§ What needs to be done: How many lines of the material below contain the string "reddish", counting only matches with the same capitalization? Reply with the number alone.

━━━━━━━━━━

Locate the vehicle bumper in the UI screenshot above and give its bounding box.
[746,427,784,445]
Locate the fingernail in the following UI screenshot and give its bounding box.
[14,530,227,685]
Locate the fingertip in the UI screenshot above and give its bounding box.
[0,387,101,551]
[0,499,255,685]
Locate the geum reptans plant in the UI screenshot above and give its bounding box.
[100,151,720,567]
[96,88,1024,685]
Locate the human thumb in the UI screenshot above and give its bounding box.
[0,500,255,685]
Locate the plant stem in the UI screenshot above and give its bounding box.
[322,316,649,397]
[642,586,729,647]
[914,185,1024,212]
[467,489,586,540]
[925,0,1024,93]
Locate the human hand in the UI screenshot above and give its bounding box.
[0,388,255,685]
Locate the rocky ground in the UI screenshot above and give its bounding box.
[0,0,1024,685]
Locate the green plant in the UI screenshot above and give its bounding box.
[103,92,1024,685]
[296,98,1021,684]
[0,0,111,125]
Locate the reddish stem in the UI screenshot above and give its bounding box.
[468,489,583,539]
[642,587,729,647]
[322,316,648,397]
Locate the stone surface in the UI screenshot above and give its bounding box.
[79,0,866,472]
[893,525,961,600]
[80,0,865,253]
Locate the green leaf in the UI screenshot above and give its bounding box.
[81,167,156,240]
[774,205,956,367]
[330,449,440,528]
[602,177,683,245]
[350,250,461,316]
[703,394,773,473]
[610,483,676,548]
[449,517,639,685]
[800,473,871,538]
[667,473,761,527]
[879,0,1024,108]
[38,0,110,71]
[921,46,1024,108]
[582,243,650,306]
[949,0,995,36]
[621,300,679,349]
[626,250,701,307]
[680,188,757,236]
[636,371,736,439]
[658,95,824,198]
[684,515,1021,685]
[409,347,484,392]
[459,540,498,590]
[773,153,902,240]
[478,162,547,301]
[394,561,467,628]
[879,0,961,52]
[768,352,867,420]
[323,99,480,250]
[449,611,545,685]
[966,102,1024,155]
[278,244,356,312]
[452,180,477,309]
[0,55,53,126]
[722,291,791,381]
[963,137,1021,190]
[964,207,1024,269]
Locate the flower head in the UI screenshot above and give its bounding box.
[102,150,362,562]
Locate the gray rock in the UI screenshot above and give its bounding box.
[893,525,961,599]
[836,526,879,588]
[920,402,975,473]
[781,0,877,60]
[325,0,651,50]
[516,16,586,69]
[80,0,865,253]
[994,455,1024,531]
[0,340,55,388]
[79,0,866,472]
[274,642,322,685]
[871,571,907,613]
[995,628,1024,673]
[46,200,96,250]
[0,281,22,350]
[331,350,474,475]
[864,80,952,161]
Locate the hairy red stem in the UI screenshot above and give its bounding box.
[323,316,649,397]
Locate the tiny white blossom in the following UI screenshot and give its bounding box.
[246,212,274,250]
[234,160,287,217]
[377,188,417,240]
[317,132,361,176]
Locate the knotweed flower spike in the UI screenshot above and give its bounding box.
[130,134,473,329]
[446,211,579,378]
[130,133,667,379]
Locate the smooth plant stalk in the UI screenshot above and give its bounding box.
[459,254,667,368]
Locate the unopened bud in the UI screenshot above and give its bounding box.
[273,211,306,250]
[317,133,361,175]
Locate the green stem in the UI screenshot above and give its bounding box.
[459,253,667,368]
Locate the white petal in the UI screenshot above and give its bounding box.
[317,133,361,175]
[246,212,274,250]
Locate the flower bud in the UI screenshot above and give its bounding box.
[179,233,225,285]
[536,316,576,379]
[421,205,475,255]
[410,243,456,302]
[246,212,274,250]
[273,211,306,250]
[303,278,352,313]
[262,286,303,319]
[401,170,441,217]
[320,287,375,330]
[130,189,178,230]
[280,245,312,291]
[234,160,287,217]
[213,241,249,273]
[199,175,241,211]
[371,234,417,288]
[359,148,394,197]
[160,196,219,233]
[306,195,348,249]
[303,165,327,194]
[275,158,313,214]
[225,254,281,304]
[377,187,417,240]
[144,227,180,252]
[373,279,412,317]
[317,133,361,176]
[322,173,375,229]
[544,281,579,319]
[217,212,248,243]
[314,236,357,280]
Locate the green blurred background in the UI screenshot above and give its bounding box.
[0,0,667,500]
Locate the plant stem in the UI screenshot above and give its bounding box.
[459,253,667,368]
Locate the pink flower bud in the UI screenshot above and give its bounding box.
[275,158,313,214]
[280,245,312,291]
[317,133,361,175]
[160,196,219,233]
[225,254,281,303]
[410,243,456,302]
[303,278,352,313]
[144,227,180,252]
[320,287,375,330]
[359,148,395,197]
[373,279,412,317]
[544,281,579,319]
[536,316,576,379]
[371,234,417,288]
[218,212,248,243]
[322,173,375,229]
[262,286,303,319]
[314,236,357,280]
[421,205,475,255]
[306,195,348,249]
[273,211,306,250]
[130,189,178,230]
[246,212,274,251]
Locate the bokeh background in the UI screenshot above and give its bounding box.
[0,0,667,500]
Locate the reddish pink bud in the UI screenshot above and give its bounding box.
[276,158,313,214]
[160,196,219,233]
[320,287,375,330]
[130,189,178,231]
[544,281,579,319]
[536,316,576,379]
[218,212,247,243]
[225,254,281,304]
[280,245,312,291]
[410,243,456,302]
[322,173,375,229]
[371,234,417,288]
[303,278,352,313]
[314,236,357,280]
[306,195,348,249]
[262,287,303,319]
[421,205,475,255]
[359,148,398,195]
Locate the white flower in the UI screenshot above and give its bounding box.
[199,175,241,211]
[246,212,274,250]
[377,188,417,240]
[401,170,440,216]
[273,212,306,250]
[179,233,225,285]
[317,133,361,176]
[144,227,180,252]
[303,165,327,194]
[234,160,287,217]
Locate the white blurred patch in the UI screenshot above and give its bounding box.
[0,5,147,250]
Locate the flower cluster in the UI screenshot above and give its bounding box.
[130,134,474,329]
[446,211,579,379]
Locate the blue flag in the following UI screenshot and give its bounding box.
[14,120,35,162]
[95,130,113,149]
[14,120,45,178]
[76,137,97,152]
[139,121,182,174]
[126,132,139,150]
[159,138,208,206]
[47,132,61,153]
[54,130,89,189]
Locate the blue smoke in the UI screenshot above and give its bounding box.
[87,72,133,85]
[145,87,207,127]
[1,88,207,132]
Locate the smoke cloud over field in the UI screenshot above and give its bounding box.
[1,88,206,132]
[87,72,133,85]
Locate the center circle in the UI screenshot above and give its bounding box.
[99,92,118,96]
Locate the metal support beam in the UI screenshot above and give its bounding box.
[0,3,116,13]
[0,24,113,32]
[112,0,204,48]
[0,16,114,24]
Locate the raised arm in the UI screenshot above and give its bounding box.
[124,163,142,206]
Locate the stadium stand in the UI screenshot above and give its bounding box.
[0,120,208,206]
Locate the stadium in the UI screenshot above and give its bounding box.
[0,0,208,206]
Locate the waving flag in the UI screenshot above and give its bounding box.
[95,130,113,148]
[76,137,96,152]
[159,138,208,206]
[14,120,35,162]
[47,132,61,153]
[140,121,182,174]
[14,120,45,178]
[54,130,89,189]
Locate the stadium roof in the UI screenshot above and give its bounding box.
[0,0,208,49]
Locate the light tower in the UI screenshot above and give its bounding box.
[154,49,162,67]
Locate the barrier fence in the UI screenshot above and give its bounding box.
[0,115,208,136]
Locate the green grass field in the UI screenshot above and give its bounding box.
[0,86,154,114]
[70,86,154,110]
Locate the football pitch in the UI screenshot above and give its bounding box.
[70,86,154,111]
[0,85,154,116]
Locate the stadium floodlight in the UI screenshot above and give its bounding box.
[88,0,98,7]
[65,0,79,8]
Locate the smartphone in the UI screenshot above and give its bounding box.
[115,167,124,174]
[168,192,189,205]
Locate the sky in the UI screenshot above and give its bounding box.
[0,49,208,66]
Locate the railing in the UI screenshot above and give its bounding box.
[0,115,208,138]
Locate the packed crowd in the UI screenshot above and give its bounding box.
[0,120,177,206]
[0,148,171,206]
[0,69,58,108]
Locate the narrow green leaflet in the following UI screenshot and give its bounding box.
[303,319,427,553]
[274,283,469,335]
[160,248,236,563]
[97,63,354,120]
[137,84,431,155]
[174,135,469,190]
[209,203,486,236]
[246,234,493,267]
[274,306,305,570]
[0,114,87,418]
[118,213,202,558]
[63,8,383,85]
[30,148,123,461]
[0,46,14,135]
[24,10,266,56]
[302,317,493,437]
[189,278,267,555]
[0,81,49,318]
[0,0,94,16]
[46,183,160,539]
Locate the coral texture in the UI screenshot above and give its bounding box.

━━━━━━━━━━

§ Solution: 2